▸ **TASK OBJECTIVE**
Go through the entries below and copy every line that holds the word "foliage".

▸ **EXTRACTED RECORDS**

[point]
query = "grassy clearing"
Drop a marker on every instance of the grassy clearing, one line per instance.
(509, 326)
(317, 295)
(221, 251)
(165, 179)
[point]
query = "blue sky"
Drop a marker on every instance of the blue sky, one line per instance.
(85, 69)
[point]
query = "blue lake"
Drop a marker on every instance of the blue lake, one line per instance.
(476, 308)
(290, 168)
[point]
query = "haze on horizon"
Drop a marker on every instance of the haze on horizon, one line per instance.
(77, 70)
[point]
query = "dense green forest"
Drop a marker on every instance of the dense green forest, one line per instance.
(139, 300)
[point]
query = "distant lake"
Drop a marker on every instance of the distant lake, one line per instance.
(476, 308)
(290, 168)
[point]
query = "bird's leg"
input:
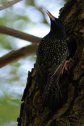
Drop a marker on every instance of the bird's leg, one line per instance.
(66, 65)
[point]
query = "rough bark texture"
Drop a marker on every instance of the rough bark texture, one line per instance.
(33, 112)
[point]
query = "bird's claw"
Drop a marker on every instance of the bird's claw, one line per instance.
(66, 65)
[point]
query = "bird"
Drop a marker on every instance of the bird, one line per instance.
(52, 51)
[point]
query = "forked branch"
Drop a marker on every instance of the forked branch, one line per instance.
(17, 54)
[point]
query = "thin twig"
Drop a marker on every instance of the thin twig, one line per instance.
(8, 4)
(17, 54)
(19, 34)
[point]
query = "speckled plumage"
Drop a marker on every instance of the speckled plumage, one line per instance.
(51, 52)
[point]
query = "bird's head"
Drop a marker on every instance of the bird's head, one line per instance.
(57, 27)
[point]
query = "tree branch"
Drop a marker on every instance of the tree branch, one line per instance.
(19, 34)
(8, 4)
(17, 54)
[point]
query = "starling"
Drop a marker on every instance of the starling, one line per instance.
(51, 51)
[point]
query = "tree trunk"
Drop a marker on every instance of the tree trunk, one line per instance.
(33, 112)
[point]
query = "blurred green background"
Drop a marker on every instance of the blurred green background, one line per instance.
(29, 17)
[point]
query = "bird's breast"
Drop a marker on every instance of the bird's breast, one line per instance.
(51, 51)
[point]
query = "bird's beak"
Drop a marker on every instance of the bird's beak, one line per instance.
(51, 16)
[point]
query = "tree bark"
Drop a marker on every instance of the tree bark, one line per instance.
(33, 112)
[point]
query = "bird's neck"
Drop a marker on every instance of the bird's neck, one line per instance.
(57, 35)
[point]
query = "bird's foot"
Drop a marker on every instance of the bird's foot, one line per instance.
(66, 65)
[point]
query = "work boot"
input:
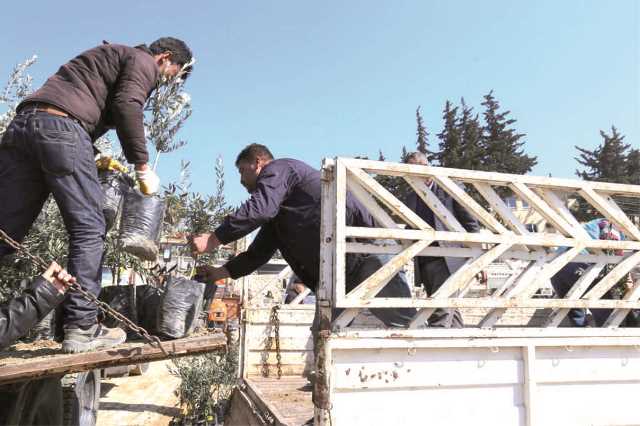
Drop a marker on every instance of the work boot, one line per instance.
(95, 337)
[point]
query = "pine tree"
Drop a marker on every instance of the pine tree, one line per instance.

---

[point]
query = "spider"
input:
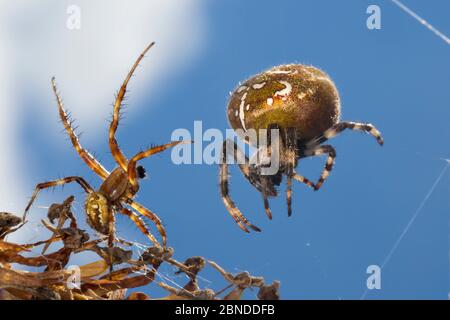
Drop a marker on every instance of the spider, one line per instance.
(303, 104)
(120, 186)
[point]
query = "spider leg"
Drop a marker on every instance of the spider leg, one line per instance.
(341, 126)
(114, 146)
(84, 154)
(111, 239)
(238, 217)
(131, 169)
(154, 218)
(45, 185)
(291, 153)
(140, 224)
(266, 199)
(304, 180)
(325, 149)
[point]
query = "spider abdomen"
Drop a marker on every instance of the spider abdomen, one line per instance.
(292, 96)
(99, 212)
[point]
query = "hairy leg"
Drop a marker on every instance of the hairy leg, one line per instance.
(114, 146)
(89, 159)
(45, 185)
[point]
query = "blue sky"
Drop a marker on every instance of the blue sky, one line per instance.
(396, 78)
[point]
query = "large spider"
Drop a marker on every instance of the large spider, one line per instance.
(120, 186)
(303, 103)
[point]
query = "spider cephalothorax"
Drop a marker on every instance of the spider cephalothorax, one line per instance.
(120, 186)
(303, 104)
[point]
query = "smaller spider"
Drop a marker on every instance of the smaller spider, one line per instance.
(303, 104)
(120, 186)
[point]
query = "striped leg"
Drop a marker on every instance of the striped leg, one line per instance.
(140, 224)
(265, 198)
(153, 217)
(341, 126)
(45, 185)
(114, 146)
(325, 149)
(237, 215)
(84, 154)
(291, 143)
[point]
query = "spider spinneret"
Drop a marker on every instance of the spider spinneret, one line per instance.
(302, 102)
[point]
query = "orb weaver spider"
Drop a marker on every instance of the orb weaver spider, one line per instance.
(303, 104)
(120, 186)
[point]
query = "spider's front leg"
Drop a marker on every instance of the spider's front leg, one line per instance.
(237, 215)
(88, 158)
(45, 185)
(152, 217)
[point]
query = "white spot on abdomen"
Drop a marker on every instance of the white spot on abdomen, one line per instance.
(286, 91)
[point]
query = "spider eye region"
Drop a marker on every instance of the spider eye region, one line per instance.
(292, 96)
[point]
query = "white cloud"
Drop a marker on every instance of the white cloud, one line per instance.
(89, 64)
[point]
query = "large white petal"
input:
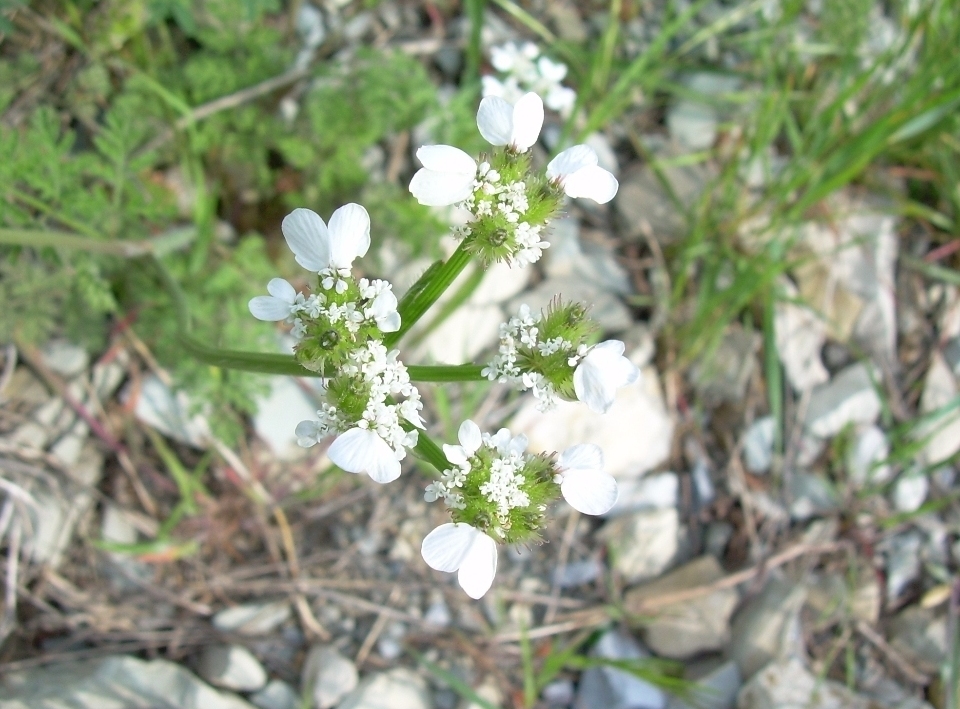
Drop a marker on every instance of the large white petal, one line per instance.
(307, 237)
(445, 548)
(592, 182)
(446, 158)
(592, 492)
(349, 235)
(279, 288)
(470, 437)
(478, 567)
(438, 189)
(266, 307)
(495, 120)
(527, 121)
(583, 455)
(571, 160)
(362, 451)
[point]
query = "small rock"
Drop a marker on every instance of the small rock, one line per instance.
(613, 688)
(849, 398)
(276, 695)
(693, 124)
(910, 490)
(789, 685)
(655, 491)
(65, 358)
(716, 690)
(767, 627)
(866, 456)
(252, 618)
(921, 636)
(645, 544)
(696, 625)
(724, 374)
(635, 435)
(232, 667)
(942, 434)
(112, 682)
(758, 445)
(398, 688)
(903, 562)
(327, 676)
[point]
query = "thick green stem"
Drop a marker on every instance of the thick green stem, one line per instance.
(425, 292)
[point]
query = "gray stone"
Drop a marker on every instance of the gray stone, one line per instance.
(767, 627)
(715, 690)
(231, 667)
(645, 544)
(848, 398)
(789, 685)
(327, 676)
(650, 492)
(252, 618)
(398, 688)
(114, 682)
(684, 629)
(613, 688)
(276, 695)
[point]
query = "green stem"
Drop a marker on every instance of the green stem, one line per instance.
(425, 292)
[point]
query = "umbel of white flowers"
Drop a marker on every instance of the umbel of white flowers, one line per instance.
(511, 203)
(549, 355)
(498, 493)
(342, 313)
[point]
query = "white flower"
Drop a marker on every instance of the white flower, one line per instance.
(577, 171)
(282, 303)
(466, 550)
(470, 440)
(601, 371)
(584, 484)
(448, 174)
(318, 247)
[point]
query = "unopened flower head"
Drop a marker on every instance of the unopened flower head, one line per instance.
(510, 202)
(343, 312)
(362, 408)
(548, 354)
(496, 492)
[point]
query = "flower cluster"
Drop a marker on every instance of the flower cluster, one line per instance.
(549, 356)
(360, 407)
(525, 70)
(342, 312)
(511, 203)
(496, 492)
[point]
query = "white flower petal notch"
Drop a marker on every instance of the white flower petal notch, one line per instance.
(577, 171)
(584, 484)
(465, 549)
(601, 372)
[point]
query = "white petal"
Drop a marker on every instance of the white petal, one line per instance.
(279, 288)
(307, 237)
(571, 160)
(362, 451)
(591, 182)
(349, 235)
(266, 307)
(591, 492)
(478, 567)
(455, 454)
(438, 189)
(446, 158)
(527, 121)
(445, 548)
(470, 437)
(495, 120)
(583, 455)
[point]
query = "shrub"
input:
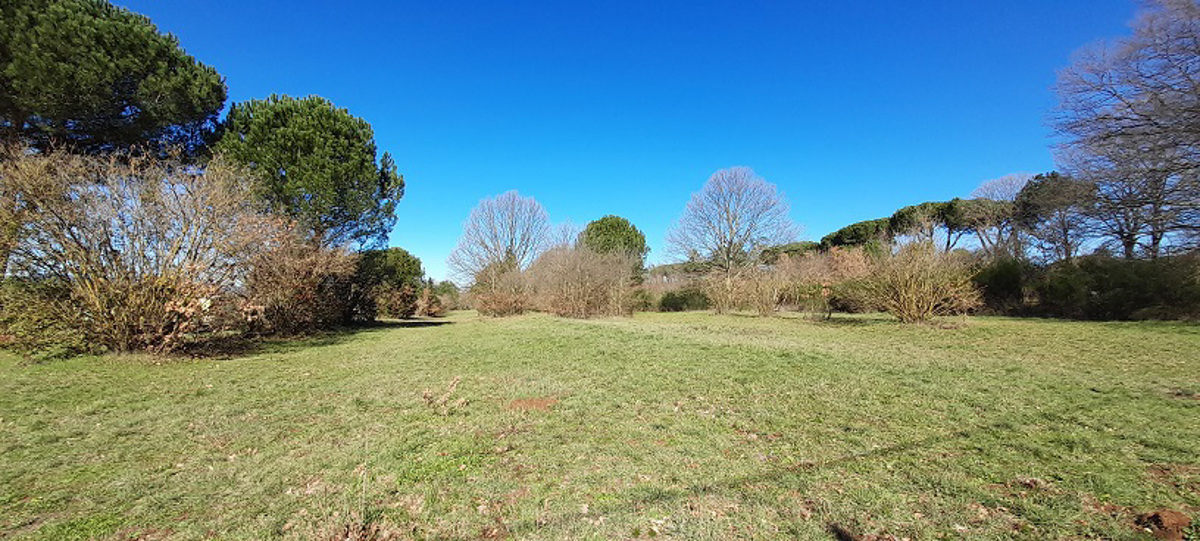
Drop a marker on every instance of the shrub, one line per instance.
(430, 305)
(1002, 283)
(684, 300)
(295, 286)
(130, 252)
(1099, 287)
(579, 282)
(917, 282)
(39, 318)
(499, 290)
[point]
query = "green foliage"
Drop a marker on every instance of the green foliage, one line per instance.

▸ **TASK SOLUTION**
query = "green foliage"
Drop a marker on every instance of the green foliage, one line per instance.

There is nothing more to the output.